DOCUMENT TEXT:
Eldest son opted for a three-year sixth form to give himself a chance to adjust and get used to exams and a different way of working, which was a good idea. He loved sixth form from the very first day and has been very happy. He got an A* in his maths A level last year (which is why it’s so funny that the family flapped about maths all those years!) and is predicted A* for further maths too. If he gets that and his A in physics, he will have a place at Bath university this autumn to study mathematics.
My younger son hasn’t been in such a good school, but still quite enjoyed himself. He’s taking GCSES there at the moment and is then coming out for one more year of home education (to take his modern languages IGCSES) before doing a two-year sixth form afterwards.
What do you feel are the most positive aspects of home ed?
The children don’t learn everything the schooled children learn, and they have a few gaps. On the other hand, they know many things that children who’ve spent their childhood in a classroom don’t.
I loved the very practical way of learning we adopted and I think the children really remember the things they learned out and about.
We did a three month trip to Iceland one summer, travelling up by ferry and driving around the whole island, camping and exploring the history, geography and wildlife of that fascinating country. We couldn’t have done that very easily if they hadn’t been home educated.
I love that they learned to relate to people of all ages as well as their peer group.
Taking responsibility for their own studies and managing their time. Both sons find schooled children (in general, not exclusively) less self-motivated.
You save years of school-run stress.
They are also still willing to learn with you if and when they go into school, which is an advantage.
I put this question to the two boys and they said the same things. Plus being able to catch up on sleep if you got tired!
Are there any negatives?

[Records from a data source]
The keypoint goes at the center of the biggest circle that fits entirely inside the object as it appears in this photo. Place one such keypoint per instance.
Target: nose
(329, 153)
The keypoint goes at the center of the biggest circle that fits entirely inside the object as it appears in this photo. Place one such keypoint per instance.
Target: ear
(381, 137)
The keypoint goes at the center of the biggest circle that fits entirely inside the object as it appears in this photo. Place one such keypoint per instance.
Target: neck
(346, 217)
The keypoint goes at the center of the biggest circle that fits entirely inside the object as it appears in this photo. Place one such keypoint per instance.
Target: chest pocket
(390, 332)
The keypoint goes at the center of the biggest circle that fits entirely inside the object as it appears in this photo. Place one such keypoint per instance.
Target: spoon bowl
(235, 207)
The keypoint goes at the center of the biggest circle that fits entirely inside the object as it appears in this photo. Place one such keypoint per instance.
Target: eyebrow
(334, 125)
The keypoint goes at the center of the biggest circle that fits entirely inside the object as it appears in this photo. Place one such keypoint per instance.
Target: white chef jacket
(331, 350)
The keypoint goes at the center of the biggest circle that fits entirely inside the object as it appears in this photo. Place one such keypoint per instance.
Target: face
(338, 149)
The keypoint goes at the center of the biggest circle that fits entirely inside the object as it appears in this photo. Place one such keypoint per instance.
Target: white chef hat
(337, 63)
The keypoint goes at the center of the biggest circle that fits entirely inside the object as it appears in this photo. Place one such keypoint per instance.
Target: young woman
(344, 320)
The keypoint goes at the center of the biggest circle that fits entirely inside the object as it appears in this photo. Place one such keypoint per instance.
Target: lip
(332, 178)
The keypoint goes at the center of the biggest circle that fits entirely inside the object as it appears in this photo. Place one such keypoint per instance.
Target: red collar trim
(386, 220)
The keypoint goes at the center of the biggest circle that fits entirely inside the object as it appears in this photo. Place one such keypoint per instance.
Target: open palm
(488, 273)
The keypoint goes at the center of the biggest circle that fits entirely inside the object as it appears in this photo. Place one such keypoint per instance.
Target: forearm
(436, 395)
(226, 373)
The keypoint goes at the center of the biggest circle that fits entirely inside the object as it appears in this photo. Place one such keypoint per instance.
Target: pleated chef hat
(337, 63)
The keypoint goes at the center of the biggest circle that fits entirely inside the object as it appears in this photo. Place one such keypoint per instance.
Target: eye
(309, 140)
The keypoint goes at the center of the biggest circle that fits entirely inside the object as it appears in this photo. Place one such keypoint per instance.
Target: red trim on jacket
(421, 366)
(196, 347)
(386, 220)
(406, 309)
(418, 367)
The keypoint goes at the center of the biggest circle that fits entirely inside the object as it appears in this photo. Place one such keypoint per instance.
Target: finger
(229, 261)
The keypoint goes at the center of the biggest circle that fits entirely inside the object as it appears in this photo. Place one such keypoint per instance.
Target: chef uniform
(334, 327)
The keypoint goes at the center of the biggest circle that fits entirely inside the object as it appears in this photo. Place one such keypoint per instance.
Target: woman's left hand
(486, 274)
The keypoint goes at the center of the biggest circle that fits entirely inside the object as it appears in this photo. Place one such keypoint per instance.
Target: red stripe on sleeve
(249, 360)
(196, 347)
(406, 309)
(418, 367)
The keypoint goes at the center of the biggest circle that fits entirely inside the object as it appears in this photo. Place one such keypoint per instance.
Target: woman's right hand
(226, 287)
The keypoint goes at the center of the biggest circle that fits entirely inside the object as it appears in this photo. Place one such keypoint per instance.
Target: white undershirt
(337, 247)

PROBLEMS AND TASKS:
1. Translate this sentence from the home-education text into Spanish: "I love that they learned to relate to people of all ages as well as their peer group."
2. Please say whether each statement agrees with the home-education text, answering yes or no and quoting the deciding words: (a) The eldest son chose a two-year sixth form. (b) The family spent three months in Iceland one summer. (c) The younger son will have one more year of home education after his GCSEs.
3. Sum up the home-education text in two sentences.
The data is separate material from the home-education text.

PER-TASK ANSWERS:
1. Me encanta que aprendieran a relacionarse con personas de todas las edades, además de con su grupo de compañeros.

2.
(a) No: "Eldest son opted for a three-year sixth form"
(b) Yes: "We did a three month trip to Iceland one summer"
(c) Yes: "is then coming out for one more year of home education"

3. The eldest son thrived in a three-year sixth form, earned an A* in maths A level, and will have a place at Bath to study mathematics if he gets his predicted grades, while the younger son is taking GCSEs before a further year of home education and a two-year sixth form. The writer values the practical learning, including a three-month trip around Iceland, as well as the children's ability to relate to people of all ages and their responsibility for their own studies.